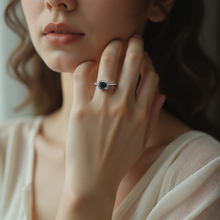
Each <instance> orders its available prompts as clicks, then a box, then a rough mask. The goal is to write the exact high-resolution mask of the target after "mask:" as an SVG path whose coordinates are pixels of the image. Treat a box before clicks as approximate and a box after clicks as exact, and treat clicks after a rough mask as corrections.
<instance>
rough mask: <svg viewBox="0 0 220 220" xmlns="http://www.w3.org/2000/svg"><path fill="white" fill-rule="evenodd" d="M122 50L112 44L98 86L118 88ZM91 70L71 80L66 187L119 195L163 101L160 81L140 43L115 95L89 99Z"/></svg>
mask: <svg viewBox="0 0 220 220" xmlns="http://www.w3.org/2000/svg"><path fill="white" fill-rule="evenodd" d="M122 47H123V43H122V42H121V41H119V40H114V41H112V42H110V43H109V45H108V46H107V47H106V48H105V50H104V52H103V54H102V57H101V61H100V68H99V72H98V80H100V79H103V80H107V81H108V82H109V83H111V82H115V78H116V70H117V65H118V60H119V57H120V54H121V51H122ZM93 66H94V63H93V62H91V61H88V62H85V63H82V64H80V65H79V66H78V67H77V68H76V69H75V72H74V75H73V85H74V100H73V106H72V110H71V114H70V120H69V127H68V134H67V145H66V181H67V182H68V183H69V185H70V187H72V189H71V190H72V191H73V192H74V193H76V194H78V195H88V194H92V193H97V192H100V193H103V192H104V193H113V194H116V191H117V188H118V186H119V184H120V182H121V180H122V179H123V177H124V176H125V174H126V173H127V172H128V170H129V169H130V168H131V167H132V166H133V165H134V164H135V162H136V161H137V160H138V159H139V158H140V156H141V155H142V154H143V152H144V150H145V147H146V144H147V140H148V138H149V136H150V134H151V132H152V130H153V128H154V127H155V125H156V123H157V121H158V116H159V112H160V109H161V106H162V102H163V101H164V99H165V97H164V95H155V91H156V88H157V85H158V82H159V77H158V75H157V74H156V72H155V69H154V67H153V65H152V61H151V59H150V58H149V56H148V55H147V54H146V53H144V50H143V41H142V40H140V39H138V38H135V37H131V38H130V39H129V43H128V49H127V51H126V57H125V61H124V63H123V66H122V72H121V77H120V80H119V82H117V86H116V89H115V92H114V86H111V87H109V89H108V90H105V91H103V90H100V89H99V88H98V86H97V87H96V90H95V93H94V96H93V98H92V99H91V95H90V90H89V77H88V76H89V72H90V71H91V69H92V67H93ZM140 72H141V76H142V79H141V82H140V84H139V87H138V89H137V93H136V94H135V88H136V84H137V81H138V77H139V74H140ZM98 80H97V82H98ZM94 86H95V85H94Z"/></svg>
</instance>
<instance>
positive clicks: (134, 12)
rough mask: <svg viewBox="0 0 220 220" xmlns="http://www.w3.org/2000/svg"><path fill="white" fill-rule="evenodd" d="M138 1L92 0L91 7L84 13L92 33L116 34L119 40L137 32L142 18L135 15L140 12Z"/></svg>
mask: <svg viewBox="0 0 220 220" xmlns="http://www.w3.org/2000/svg"><path fill="white" fill-rule="evenodd" d="M138 1H140V0H93V2H94V4H93V6H92V5H91V8H88V11H87V13H86V14H87V16H88V18H89V21H90V22H91V24H92V25H93V28H94V29H93V30H92V31H94V32H96V33H102V34H103V33H105V34H106V35H108V36H112V35H113V33H116V34H117V35H118V36H116V37H121V38H126V36H128V35H131V34H132V33H133V32H136V31H139V29H140V27H141V23H142V22H140V21H141V19H142V18H143V17H142V18H141V16H140V15H137V14H138V12H140V10H141V8H140V5H141V4H138ZM141 1H142V0H141ZM142 2H143V1H142ZM142 9H143V8H142Z"/></svg>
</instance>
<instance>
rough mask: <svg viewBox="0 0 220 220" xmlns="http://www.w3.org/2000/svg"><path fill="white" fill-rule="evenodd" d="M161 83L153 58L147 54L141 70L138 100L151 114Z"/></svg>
mask: <svg viewBox="0 0 220 220" xmlns="http://www.w3.org/2000/svg"><path fill="white" fill-rule="evenodd" d="M158 83H159V76H158V75H157V73H156V71H155V69H154V66H153V63H152V60H151V58H150V57H149V56H148V55H147V53H145V55H144V62H143V66H142V68H141V81H140V84H139V87H138V90H137V94H136V100H137V102H138V103H139V104H140V105H142V106H143V107H144V108H145V109H146V111H147V112H150V107H151V103H152V100H153V97H154V94H155V92H156V89H157V86H158Z"/></svg>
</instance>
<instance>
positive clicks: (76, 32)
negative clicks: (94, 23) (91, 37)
mask: <svg viewBox="0 0 220 220" xmlns="http://www.w3.org/2000/svg"><path fill="white" fill-rule="evenodd" d="M55 31H56V32H57V31H59V32H62V31H64V32H69V34H77V35H84V34H83V33H80V31H78V30H76V29H74V28H72V27H70V26H69V25H67V24H64V23H58V24H55V23H52V22H50V23H49V24H47V25H46V26H45V27H44V29H43V33H44V34H45V35H47V34H49V33H53V32H55ZM60 34H61V33H60Z"/></svg>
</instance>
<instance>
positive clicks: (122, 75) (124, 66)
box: [115, 36, 144, 99]
mask: <svg viewBox="0 0 220 220" xmlns="http://www.w3.org/2000/svg"><path fill="white" fill-rule="evenodd" d="M143 61H144V43H143V40H141V39H139V38H136V37H134V36H133V37H131V38H130V40H129V43H128V49H127V52H126V57H125V61H124V64H123V67H122V71H121V76H120V80H119V82H118V85H117V88H116V91H115V93H118V95H119V96H120V97H122V96H123V97H126V98H133V99H135V89H136V86H137V82H138V78H139V75H140V72H141V68H142V64H143Z"/></svg>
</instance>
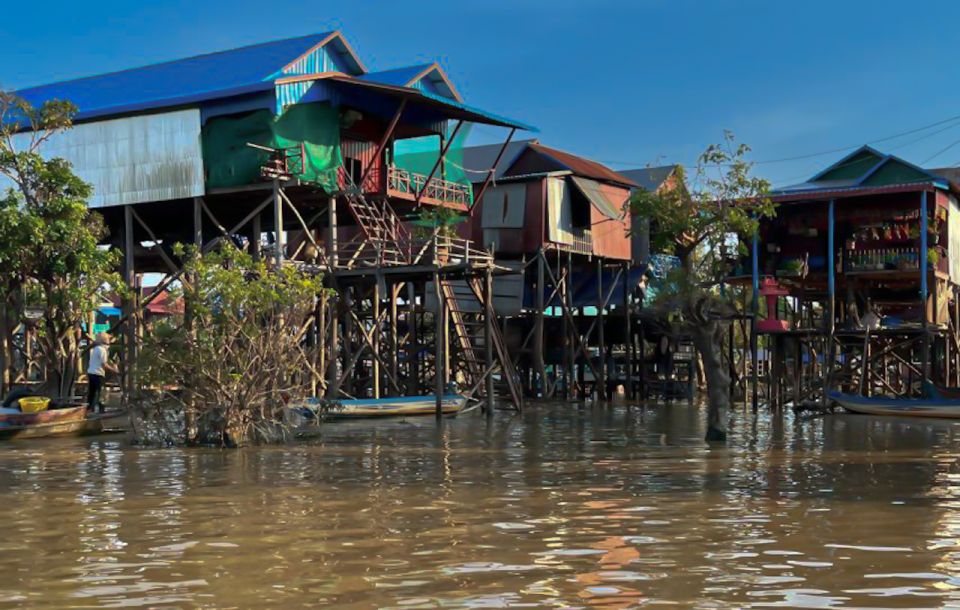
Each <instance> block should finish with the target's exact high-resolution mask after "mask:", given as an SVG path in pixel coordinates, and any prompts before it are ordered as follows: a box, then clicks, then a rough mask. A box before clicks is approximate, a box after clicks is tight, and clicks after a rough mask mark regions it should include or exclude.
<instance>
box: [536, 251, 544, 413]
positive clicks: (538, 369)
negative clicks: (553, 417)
mask: <svg viewBox="0 0 960 610" xmlns="http://www.w3.org/2000/svg"><path fill="white" fill-rule="evenodd" d="M545 264H546V260H545V259H544V256H543V249H542V248H541V249H540V250H539V251H538V252H537V287H536V291H537V292H536V299H535V303H536V305H535V307H536V311H535V312H534V332H533V362H534V368H535V369H536V373H537V375H538V376H539V377H540V392H541V395H542V396H546V395H547V367H546V365H545V364H544V361H543V349H544V345H543V323H544V320H543V316H544V311H543V291H544V268H543V266H544V265H545Z"/></svg>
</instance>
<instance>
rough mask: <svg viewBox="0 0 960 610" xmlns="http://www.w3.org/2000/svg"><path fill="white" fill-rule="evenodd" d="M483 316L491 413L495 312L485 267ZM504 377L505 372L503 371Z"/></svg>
mask: <svg viewBox="0 0 960 610" xmlns="http://www.w3.org/2000/svg"><path fill="white" fill-rule="evenodd" d="M483 279H484V291H483V296H484V303H483V307H484V315H483V318H484V319H483V348H484V361H485V365H484V369H485V370H486V376H487V377H486V379H485V380H484V382H485V383H486V393H487V397H486V409H485V410H486V412H487V414H488V415H489V414H491V413H493V370H492V369H493V324H494V317H495V316H496V312H495V310H494V307H493V272H492V271H491V270H490V268H489V267H487V270H486V273H485V274H484V278H483ZM503 375H504V377H506V375H507V372H506V370H504V371H503Z"/></svg>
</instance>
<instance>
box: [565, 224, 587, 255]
mask: <svg viewBox="0 0 960 610" xmlns="http://www.w3.org/2000/svg"><path fill="white" fill-rule="evenodd" d="M570 250H571V251H572V252H574V253H575V254H593V234H592V233H591V232H590V229H574V230H573V243H572V244H570Z"/></svg>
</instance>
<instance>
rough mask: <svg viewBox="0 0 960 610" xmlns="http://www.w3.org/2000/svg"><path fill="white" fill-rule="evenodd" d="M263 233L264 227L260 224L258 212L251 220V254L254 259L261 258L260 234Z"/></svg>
mask: <svg viewBox="0 0 960 610" xmlns="http://www.w3.org/2000/svg"><path fill="white" fill-rule="evenodd" d="M261 235H263V228H262V227H261V226H260V214H257V215H256V216H254V217H253V219H252V220H251V221H250V255H251V256H252V257H253V260H255V261H259V260H260V236H261Z"/></svg>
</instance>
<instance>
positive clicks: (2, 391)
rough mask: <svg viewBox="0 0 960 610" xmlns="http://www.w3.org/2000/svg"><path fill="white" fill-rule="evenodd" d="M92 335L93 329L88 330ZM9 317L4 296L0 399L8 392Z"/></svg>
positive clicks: (1, 305)
mask: <svg viewBox="0 0 960 610" xmlns="http://www.w3.org/2000/svg"><path fill="white" fill-rule="evenodd" d="M90 334H93V328H92V327H91V328H90ZM11 360H12V358H11V354H10V317H9V312H8V309H7V301H6V295H2V296H0V397H4V396H6V395H7V392H9V391H10V381H11V379H10V367H11V366H12V364H13V363H12V362H11Z"/></svg>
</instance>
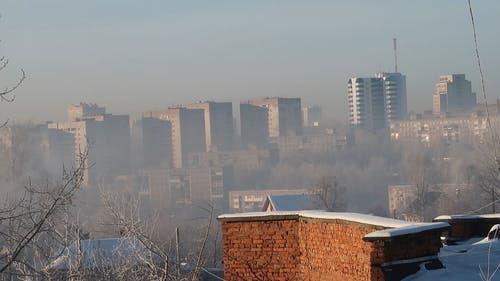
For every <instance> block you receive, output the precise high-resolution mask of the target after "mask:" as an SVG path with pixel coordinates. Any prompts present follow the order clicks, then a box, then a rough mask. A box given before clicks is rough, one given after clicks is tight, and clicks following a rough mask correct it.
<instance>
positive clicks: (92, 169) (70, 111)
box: [47, 104, 130, 184]
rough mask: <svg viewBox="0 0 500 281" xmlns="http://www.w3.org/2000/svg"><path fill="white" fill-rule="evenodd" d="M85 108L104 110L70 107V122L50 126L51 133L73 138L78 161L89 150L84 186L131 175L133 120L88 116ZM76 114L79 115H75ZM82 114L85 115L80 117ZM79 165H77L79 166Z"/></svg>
mask: <svg viewBox="0 0 500 281" xmlns="http://www.w3.org/2000/svg"><path fill="white" fill-rule="evenodd" d="M85 107H90V108H94V107H95V108H97V109H96V110H97V113H102V112H103V110H104V112H105V109H104V108H102V107H98V106H97V105H92V106H88V105H85V104H80V105H76V106H69V107H68V117H69V118H72V119H70V120H68V121H67V122H60V123H49V124H47V127H48V129H49V130H61V131H64V132H68V133H71V134H73V136H74V155H75V159H76V160H77V161H79V156H80V155H81V153H83V152H85V151H87V150H88V156H87V159H84V160H85V163H84V165H85V167H86V168H88V169H85V171H84V184H98V183H107V182H111V181H113V180H114V179H115V178H116V177H117V176H120V175H128V174H129V173H130V119H129V116H128V115H112V114H107V113H104V114H102V115H94V113H96V112H94V111H90V112H91V113H88V114H87V113H85V112H86V111H85V110H84V109H83V108H85ZM75 112H77V113H75ZM81 112H83V113H81ZM77 164H78V163H77Z"/></svg>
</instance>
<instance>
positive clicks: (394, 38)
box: [392, 37, 398, 72]
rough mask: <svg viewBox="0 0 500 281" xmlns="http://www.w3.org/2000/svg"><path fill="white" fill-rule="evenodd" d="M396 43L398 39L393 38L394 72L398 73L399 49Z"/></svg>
mask: <svg viewBox="0 0 500 281" xmlns="http://www.w3.org/2000/svg"><path fill="white" fill-rule="evenodd" d="M396 41H397V39H396V37H394V38H392V43H393V46H394V72H398V47H397V42H396Z"/></svg>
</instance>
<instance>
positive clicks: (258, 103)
mask: <svg viewBox="0 0 500 281" xmlns="http://www.w3.org/2000/svg"><path fill="white" fill-rule="evenodd" d="M247 104H251V105H254V106H258V107H262V108H265V109H267V127H268V133H269V137H271V138H274V137H279V136H286V135H300V134H302V109H301V101H300V98H264V99H256V100H249V101H248V102H247ZM243 117H244V116H241V118H242V120H243ZM242 131H243V124H242ZM242 135H243V133H242Z"/></svg>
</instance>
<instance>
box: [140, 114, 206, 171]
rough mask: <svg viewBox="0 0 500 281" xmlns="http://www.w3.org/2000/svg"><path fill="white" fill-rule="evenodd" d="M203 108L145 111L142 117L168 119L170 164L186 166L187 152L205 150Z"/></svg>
mask: <svg viewBox="0 0 500 281" xmlns="http://www.w3.org/2000/svg"><path fill="white" fill-rule="evenodd" d="M204 114H205V113H204V110H203V109H189V108H185V107H172V108H168V109H166V110H163V111H155V112H147V113H144V114H143V117H144V118H156V119H160V120H164V121H169V122H170V126H171V136H172V166H173V167H174V168H177V169H180V168H183V167H185V166H186V164H187V160H188V155H189V153H196V152H203V151H206V143H205V140H206V137H205V118H204Z"/></svg>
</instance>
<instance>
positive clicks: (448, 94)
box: [432, 74, 476, 115]
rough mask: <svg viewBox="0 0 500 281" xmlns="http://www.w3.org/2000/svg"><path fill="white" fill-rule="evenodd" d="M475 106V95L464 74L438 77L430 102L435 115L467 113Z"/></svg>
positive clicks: (444, 75) (471, 109) (450, 75)
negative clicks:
---
* **Exercise brief**
Starting at the line that contains "43L398 39L393 38L394", output every remaining line of the data exactly, and stop after the last one.

* **Result**
rough mask: <svg viewBox="0 0 500 281" xmlns="http://www.w3.org/2000/svg"><path fill="white" fill-rule="evenodd" d="M396 43L398 39L393 38L394 72L398 73L399 49Z"/></svg>
mask: <svg viewBox="0 0 500 281" xmlns="http://www.w3.org/2000/svg"><path fill="white" fill-rule="evenodd" d="M396 41H397V39H396V37H394V38H392V43H393V46H394V72H398V47H397V42H396Z"/></svg>
</instance>
<instance>
positive clicks: (258, 103)
mask: <svg viewBox="0 0 500 281" xmlns="http://www.w3.org/2000/svg"><path fill="white" fill-rule="evenodd" d="M247 104H251V105H254V106H258V107H262V108H265V109H267V127H268V133H269V137H271V138H274V137H279V136H286V135H300V134H302V109H301V101H300V98H264V99H256V100H249V101H248V102H247ZM243 117H244V116H241V118H242V120H243ZM242 131H243V124H242ZM242 135H243V133H242Z"/></svg>
</instance>
<instance>
box: [140, 114, 206, 171]
rough mask: <svg viewBox="0 0 500 281" xmlns="http://www.w3.org/2000/svg"><path fill="white" fill-rule="evenodd" d="M203 108L145 111L142 117L168 119L170 164L186 166L187 152L205 150Z"/></svg>
mask: <svg viewBox="0 0 500 281" xmlns="http://www.w3.org/2000/svg"><path fill="white" fill-rule="evenodd" d="M204 114H205V113H204V110H203V109H189V108H185V107H172V108H168V109H166V110H163V111H155V112H147V113H144V114H143V117H144V118H156V119H160V120H164V121H169V122H170V126H171V136H172V166H173V167H174V168H177V169H180V168H183V167H185V166H186V164H187V160H188V155H189V153H196V152H203V151H206V143H205V140H206V137H205V118H204Z"/></svg>
</instance>
<instance>
positive clicks: (448, 94)
box: [432, 74, 476, 115]
rough mask: <svg viewBox="0 0 500 281" xmlns="http://www.w3.org/2000/svg"><path fill="white" fill-rule="evenodd" d="M475 106V95L464 74L438 77L430 102L435 115L467 113Z"/></svg>
positive clicks: (444, 75) (471, 109) (450, 75)
negative clicks:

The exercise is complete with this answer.